-- Required actions --
1 – Write out the passage of the Python strings article between "Another feature of" and "call to .split().", inclusive.
2 – In the Python strings article, which specific forms does it say strings could come in? List each one.

-- Selected text --
....
Splitting, Concatenating, and Joining Strings in Python

Splitting, Concatenating, and Joining Strings in Python

by Kyle Stratis Oct 01, 2018 basics python

There are few guarantees in life: death, taxes, and programmers needing to deal with strings. Strings can come in many forms. They could be unstructured text, usernames, product descriptions, database column names, or really anything else that we describe using language.

With the near-ubiquity of string data, it’s important to master the tools of the trade when it comes to strings. Luckily, Python makes string manipulation very simple, especially when compared to other languages and even older versions of Python.

In this article, you will learn some of the most fundamental string operations: splitting, concatenating, and joining. Not only will you learn how to use these tools, but you will walk away with a deeper understanding of how they work under the hood.

Splitting Strings

In Python, strings are represented as str objects, which are immutable: this means that the object as represented in memory can not be directly altered. These two facts can help you learn (and then remember) how to use .split().

Have you guessed how those two features of strings relate to splitting functionality in Python? If you guessed that .split() is an instance method because strings are a special type, you would be correct! In some other languages (like Perl), the original string serves as an input to a standalone .split() function rather than a method called on the string itself.

What about string immutability? This should remind you that string methods are not in-place operations, but they return a new object in memory.

Splitting Without Parameters

Before going deeper, let’s look at a simple example:

>>>
>>> 'this is my string'.split()
['this', 'is', 'my', 'string']

This is actually a special case of a .split() call, which I chose for its simplicity. Without any separator specified, .split() will count any whitespace as a separator.

Another feature of the bare call to .split() is that it automatically cuts out leading and trailing whitespace, as well as consecutive whitespace. Compare calling .split() on the following string without a separator parameter and with having ' ' as the separator parameter:

>>>
>>> s = ' this   is  my string '
>>> s.split()
['this', 'is', 'my', 'string']
>>> s.split(' ')
['', 'this', '', '', 'is', '', 'my', 'string', '']

The first thing to notice is that this showcases the immutability of strings in Python: subsequent calls to .split() work on the original string, not on the list result of the first call to .split().
....
-- Supplied information --
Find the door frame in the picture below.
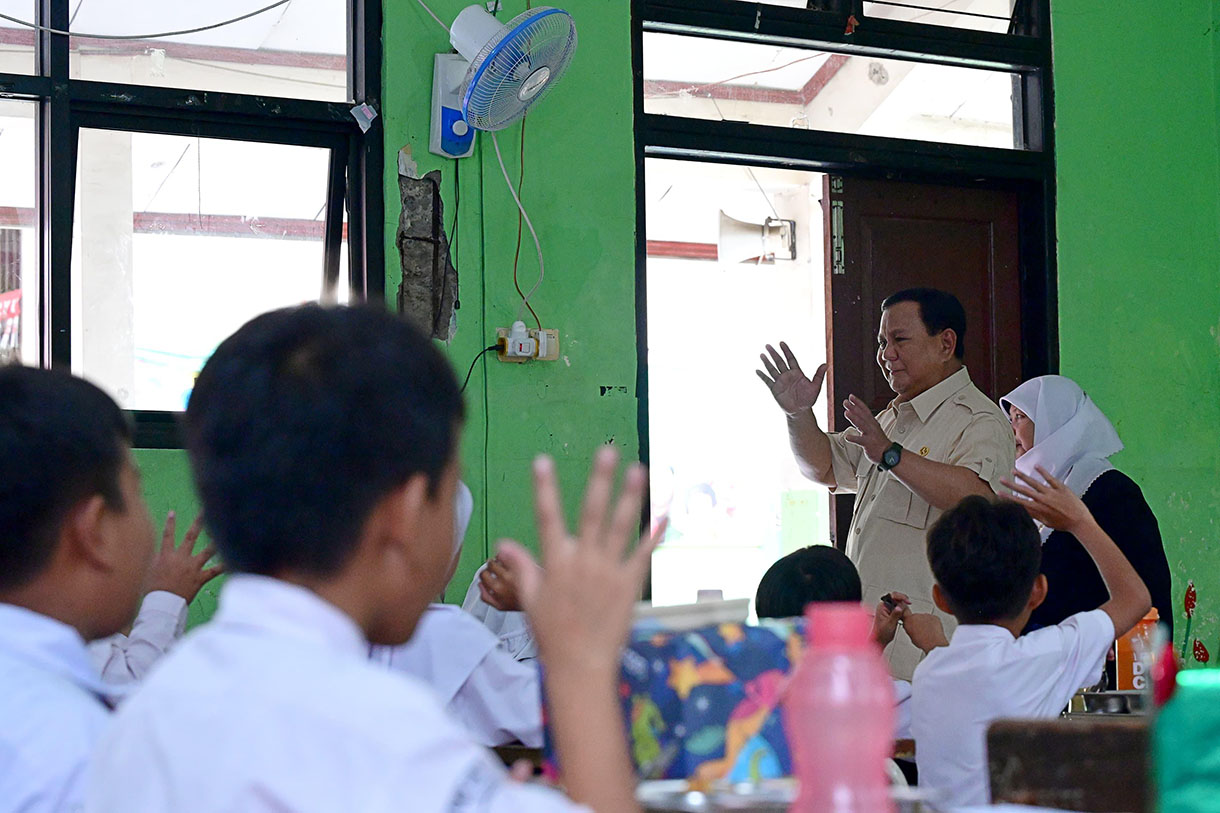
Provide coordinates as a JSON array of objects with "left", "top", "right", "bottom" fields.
....
-- Responses to the exercise --
1 –
Another feature of the bare call to .split() is that it automatically cuts out leading and trailing whitespace, as well as consecutive whitespace. Compare calling .split() on the following string without a separator parameter and with having ' ' as the separator parameter:

>>>
>>> s = ' this   is  my string '
>>> s.split()
['this', 'is', 'my', 'string']
>>> s.split(' ')
['', 'this', '', '', 'is', '', 'my', 'string', '']

The first thing to notice is that this showcases the immutability of strings in Python: subsequent calls to .split() work on the original string, not on the list result of the first call to .split().

2 –
- unstructured text
- usernames
- product descriptions
- database column names